(Problem statement) Please count the lines of the records below that contain the string "hiking", treating uppercase and lowercase as different, and reply with the number alone.

⟨

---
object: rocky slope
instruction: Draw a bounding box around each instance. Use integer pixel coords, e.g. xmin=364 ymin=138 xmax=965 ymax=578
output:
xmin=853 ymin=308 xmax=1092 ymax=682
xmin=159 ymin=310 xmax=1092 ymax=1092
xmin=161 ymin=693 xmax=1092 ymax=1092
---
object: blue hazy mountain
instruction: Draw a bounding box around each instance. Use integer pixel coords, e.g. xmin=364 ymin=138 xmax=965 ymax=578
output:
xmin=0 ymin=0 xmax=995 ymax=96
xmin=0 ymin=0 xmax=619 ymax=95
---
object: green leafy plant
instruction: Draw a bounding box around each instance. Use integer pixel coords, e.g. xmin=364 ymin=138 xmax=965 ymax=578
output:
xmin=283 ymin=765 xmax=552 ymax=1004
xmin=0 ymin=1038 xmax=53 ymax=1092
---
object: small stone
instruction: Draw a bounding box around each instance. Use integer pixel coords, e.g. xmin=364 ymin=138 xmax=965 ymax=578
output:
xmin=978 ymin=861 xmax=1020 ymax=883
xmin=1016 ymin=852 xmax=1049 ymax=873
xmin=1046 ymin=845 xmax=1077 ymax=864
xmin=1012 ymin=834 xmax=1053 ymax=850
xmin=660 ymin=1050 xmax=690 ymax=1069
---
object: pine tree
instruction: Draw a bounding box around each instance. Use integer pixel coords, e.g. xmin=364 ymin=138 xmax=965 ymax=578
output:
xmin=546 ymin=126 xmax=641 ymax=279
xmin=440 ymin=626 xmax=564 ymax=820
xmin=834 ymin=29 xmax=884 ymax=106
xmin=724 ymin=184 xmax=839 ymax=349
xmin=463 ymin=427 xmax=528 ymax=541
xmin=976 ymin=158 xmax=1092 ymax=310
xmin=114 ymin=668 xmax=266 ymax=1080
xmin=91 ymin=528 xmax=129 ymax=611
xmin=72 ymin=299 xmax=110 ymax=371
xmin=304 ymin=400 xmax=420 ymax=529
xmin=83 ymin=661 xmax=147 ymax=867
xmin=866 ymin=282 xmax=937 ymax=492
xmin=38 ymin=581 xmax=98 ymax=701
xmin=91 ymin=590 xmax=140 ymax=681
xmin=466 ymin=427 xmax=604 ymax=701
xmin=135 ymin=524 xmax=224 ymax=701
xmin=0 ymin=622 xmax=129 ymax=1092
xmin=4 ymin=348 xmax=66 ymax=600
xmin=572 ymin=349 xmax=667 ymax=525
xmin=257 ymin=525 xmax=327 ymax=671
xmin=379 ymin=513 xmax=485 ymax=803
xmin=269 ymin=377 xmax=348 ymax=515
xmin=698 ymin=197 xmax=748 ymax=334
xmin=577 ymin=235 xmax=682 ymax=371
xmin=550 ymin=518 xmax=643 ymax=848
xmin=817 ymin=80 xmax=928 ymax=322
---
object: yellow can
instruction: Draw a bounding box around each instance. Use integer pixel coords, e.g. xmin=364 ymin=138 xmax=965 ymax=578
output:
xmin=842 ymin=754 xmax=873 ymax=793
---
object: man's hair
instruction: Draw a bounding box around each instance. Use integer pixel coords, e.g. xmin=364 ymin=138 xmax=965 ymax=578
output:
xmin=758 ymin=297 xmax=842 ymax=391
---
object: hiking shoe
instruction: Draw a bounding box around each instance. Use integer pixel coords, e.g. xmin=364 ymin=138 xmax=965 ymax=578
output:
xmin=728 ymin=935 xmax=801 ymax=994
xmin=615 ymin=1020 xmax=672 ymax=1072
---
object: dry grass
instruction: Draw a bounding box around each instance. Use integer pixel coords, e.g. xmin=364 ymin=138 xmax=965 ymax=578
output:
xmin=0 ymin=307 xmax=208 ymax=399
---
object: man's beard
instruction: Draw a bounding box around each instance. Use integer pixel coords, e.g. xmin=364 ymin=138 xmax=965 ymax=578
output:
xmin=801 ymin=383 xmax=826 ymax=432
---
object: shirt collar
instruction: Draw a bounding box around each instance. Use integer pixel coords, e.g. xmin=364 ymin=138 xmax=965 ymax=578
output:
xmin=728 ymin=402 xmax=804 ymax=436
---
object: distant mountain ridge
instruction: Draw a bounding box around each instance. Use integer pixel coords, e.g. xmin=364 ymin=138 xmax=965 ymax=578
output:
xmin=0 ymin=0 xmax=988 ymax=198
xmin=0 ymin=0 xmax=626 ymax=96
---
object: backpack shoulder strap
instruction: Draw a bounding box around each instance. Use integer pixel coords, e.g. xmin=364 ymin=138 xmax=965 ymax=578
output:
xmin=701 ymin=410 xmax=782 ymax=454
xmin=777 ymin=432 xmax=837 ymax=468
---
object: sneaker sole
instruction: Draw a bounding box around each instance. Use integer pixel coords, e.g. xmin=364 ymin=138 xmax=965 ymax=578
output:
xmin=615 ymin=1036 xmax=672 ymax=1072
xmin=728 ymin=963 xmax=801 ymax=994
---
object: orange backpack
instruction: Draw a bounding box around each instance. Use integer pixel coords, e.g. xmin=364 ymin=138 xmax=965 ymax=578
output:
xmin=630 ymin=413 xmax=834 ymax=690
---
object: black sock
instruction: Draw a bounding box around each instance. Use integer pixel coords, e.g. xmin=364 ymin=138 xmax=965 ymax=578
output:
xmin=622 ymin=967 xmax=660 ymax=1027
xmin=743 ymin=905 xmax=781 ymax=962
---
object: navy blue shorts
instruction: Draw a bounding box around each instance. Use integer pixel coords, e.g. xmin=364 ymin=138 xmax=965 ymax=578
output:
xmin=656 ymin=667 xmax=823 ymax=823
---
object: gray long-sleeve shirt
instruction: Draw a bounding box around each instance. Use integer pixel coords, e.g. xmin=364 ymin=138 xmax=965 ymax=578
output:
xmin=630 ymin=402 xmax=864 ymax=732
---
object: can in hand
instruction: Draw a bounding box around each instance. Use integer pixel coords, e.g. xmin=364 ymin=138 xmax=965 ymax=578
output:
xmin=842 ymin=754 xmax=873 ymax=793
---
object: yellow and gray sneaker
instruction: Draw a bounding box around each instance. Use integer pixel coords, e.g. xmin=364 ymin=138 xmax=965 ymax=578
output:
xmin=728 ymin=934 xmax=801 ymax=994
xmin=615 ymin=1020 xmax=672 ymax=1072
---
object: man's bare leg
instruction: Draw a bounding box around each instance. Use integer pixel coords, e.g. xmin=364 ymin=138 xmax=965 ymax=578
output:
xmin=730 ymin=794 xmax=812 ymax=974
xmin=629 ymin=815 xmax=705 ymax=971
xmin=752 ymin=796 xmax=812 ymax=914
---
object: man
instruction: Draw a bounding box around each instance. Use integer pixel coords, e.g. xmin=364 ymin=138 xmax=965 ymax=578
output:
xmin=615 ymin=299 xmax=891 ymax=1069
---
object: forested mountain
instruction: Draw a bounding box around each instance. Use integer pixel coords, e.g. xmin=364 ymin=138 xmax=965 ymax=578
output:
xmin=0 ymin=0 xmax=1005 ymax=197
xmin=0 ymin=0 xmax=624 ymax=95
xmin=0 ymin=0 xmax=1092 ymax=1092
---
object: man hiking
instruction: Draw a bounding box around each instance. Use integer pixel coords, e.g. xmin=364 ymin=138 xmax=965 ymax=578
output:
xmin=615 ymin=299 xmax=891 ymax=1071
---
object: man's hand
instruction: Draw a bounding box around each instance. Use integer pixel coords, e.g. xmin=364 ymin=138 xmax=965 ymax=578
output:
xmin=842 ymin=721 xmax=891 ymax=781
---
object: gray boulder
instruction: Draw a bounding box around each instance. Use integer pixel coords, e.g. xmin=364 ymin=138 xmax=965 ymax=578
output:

⟩

(Solution to the problem) 2